▶ Stated problem
Count the lines in the material below that contain the string "instance", treating uppercase and lowercase as different, and reply with only that number.

▶ Data section
┌──

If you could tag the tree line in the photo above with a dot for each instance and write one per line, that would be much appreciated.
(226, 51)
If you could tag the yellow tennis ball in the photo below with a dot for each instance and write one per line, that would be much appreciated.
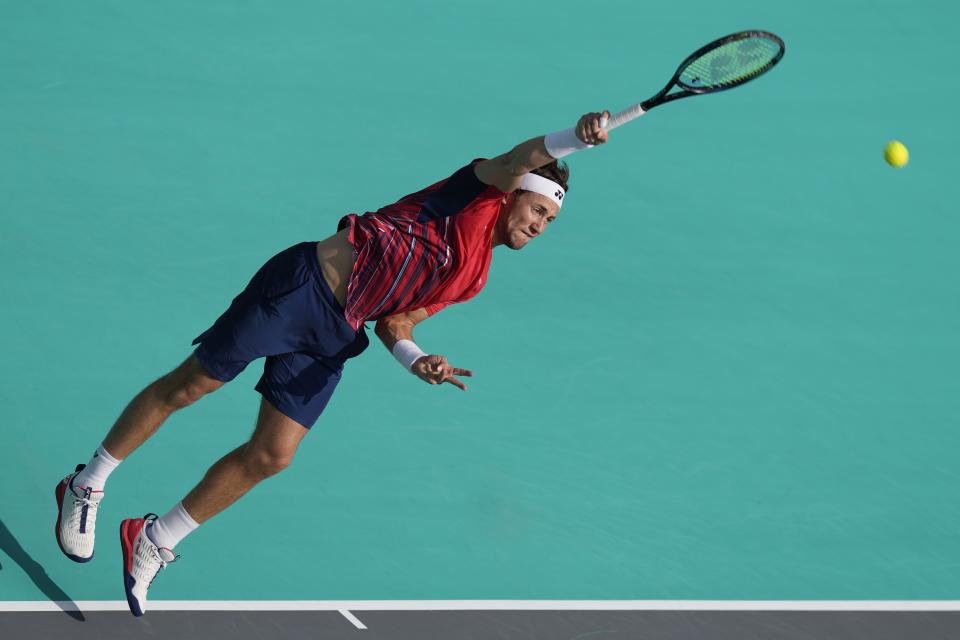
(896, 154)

└──
┌──

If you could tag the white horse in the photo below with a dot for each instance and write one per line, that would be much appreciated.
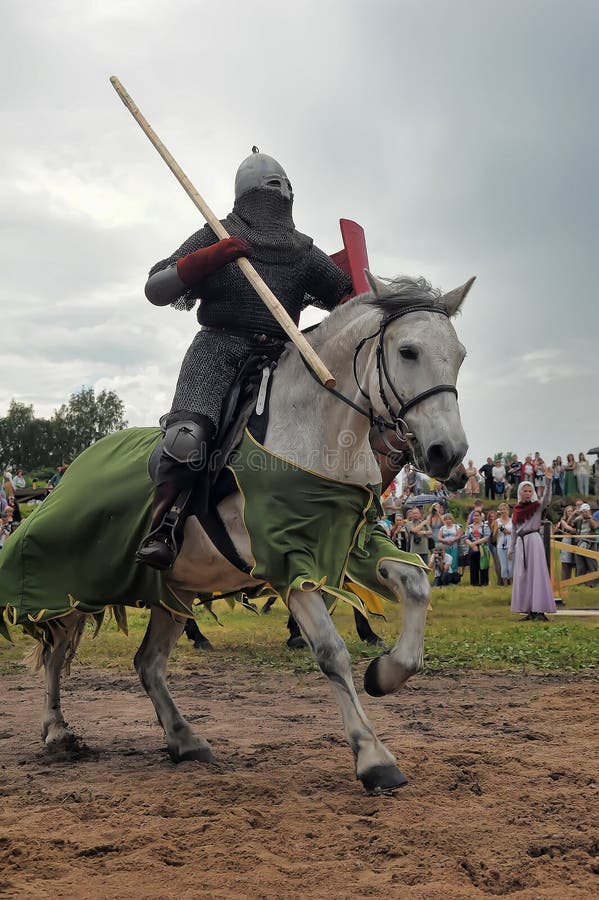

└──
┌──

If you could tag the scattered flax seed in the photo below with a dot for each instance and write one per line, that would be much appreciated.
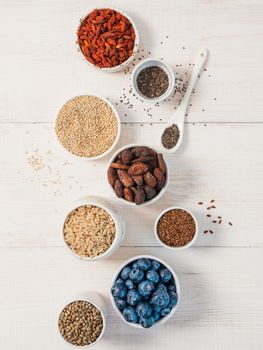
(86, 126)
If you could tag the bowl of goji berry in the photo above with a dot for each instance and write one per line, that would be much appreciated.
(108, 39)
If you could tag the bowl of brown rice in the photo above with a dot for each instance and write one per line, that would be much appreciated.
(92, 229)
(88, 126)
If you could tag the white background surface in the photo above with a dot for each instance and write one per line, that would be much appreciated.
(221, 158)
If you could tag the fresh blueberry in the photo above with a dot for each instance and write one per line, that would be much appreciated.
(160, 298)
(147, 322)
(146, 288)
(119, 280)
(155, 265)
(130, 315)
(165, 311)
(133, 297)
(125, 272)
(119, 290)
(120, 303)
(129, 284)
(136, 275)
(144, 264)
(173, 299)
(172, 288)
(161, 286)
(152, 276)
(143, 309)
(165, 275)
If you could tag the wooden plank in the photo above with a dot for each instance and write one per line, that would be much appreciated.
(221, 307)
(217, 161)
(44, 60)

└──

▶ Response below
9